- [WHAT TO DO]
All of the entries should be returned without a single change.

DATA FOR THE TASK Start Marker

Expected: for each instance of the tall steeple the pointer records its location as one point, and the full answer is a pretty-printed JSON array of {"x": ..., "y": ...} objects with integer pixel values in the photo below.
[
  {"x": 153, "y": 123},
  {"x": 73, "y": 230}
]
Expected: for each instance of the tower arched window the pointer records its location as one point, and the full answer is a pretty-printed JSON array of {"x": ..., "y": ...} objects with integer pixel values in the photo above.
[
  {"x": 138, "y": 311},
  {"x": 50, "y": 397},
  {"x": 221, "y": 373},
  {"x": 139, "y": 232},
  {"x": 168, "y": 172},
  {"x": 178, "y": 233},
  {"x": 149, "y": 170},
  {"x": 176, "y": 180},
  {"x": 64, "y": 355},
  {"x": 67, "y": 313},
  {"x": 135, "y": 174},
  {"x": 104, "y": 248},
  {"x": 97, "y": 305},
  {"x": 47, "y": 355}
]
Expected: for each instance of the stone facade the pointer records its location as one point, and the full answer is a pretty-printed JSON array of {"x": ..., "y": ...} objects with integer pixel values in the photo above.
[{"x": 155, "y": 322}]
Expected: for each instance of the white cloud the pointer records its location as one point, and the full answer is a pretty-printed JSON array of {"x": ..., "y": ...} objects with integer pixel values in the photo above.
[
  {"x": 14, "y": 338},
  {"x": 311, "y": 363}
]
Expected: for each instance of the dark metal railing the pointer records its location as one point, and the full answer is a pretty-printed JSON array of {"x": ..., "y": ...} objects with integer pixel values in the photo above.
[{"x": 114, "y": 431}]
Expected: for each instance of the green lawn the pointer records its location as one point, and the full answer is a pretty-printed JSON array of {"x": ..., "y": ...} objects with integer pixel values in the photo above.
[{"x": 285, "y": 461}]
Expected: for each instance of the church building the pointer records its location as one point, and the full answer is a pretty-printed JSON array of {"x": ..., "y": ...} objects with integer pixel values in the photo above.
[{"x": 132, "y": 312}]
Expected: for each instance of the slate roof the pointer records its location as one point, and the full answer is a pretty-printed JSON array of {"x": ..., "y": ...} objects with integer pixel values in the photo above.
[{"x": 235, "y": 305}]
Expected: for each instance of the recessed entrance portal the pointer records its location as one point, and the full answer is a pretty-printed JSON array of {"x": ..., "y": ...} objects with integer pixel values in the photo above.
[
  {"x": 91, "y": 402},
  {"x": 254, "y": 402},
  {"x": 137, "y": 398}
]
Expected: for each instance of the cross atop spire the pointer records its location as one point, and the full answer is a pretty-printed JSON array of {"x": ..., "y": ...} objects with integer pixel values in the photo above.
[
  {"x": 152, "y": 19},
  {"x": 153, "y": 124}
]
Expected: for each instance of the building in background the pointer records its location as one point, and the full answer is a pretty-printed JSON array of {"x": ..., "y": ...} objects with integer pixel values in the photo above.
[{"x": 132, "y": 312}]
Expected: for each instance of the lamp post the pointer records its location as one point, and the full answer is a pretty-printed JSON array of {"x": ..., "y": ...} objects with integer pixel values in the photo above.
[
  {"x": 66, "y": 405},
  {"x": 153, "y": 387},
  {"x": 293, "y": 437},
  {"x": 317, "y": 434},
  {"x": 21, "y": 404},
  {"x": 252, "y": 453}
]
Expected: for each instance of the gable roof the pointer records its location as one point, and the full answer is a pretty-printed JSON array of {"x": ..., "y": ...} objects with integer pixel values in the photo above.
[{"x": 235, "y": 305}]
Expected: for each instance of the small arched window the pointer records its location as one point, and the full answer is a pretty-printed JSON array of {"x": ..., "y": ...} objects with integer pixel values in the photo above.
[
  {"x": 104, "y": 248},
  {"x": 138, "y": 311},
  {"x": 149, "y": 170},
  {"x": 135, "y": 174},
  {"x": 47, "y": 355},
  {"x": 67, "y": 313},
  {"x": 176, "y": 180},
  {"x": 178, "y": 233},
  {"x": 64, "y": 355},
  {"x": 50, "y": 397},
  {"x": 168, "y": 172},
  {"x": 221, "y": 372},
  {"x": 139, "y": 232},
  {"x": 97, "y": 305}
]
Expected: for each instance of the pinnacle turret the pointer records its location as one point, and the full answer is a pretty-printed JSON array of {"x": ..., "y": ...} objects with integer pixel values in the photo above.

DATA FOR THE TASK End Marker

- [YOUR SOLUTION]
Expected: for each instance of the tall steeple the pointer records its location as one point, and the full answer is a pretty-printed JSON array of {"x": ..., "y": ...} objects with integer pixel values in the photo below.
[
  {"x": 153, "y": 123},
  {"x": 73, "y": 230}
]
Expected: for each instance of the tower arched window the pointer records its location as one point, and the full answer is a pretty-printed JSON array of {"x": ..., "y": ...} objects with integer pixel values in the photo above.
[
  {"x": 138, "y": 311},
  {"x": 50, "y": 397},
  {"x": 221, "y": 373},
  {"x": 139, "y": 232},
  {"x": 168, "y": 172},
  {"x": 178, "y": 233},
  {"x": 149, "y": 170},
  {"x": 176, "y": 180},
  {"x": 64, "y": 355},
  {"x": 67, "y": 313},
  {"x": 135, "y": 174},
  {"x": 104, "y": 248},
  {"x": 97, "y": 305},
  {"x": 47, "y": 355}
]
Expected: for each instance of the stone facade the pointer records its location as one point, and the full answer is a pretty-printed JSON array of {"x": ..., "y": ...} objects with integer pixel values in the photo above.
[{"x": 155, "y": 322}]
Expected: for each instance of the white cloud the pointer records its location as one point, and the full answer is a pretty-printed JSON array of {"x": ..., "y": ...} objects with integer pixel values in the photo above.
[
  {"x": 14, "y": 338},
  {"x": 311, "y": 363}
]
Expected: for each instance of the dark metal railing the pointer records its location as one point, and the full answer is a pretty-printed JSON array of {"x": ..., "y": ...} objects with integer pixel values in the photo above.
[{"x": 114, "y": 431}]
Expected: for each instance of the green lawn the pointer records its location as one point, and the full answer is a pretty-printed JSON array of {"x": ..., "y": ...} objects with integer pixel values in the photo above.
[{"x": 285, "y": 461}]
Expected: for each instance of the church building the pointer records its location as one point, and the full answer is a pretty-printed JSON array of {"x": ..., "y": ...} objects with integer pixel values in the photo above.
[{"x": 132, "y": 312}]
Expected: for each instance of the slate roof the pointer records its location as one point, and the full answer is a pretty-printed JSON array of {"x": ..., "y": ...} objects with integer pixel values in the photo above.
[{"x": 235, "y": 305}]
Expected: for each instance of the recessed entrance portal the pointer records its location as one point, and the full answer is a pretty-printed JSON array of {"x": ..., "y": ...} objects with integer pixel values in the photo above.
[
  {"x": 91, "y": 402},
  {"x": 254, "y": 402},
  {"x": 137, "y": 398}
]
Expected: for each instance of the cross atop spire the pointer records its location as one point, and the full answer is a pretty-printed JSON array of {"x": ..., "y": ...} objects with integer pixel values in the photo above.
[
  {"x": 152, "y": 19},
  {"x": 153, "y": 124}
]
Expected: for each instance of the building in background the pointer records its location as one point, and the full answer is a pretty-printed JSON array of {"x": ..., "y": ...} objects with integer pixel values in the photo above.
[{"x": 132, "y": 312}]
Expected: for each instance of the lamp post the pointer records its location as one point, and the full answer is a pretty-printed JSON array of {"x": ..., "y": ...} objects with integer pixel values in the photo above.
[
  {"x": 66, "y": 405},
  {"x": 153, "y": 387},
  {"x": 293, "y": 437},
  {"x": 317, "y": 434},
  {"x": 21, "y": 404},
  {"x": 252, "y": 453}
]
Expected: for each instance of the gable roof the pointer records its location as one point, and the full answer is a pretty-printed JSON array of {"x": ..., "y": ...} objects with integer pixel values in the photo above.
[{"x": 235, "y": 305}]
Expected: for each instance of the small arched window the pointer records its location as one point, and the full answer is a pretty-printed JSON array of {"x": ..., "y": ...} objects with integer pixel values in the photo above.
[
  {"x": 104, "y": 248},
  {"x": 138, "y": 311},
  {"x": 149, "y": 170},
  {"x": 135, "y": 174},
  {"x": 47, "y": 355},
  {"x": 67, "y": 313},
  {"x": 176, "y": 180},
  {"x": 178, "y": 233},
  {"x": 64, "y": 355},
  {"x": 50, "y": 397},
  {"x": 168, "y": 172},
  {"x": 221, "y": 372},
  {"x": 139, "y": 232},
  {"x": 97, "y": 305}
]
Expected: for each instance of the pinnacle turret the pointer records its location as one point, and the full answer is a pretty-printed JSON array of {"x": ..., "y": ...} objects with integer pixel values in the photo above.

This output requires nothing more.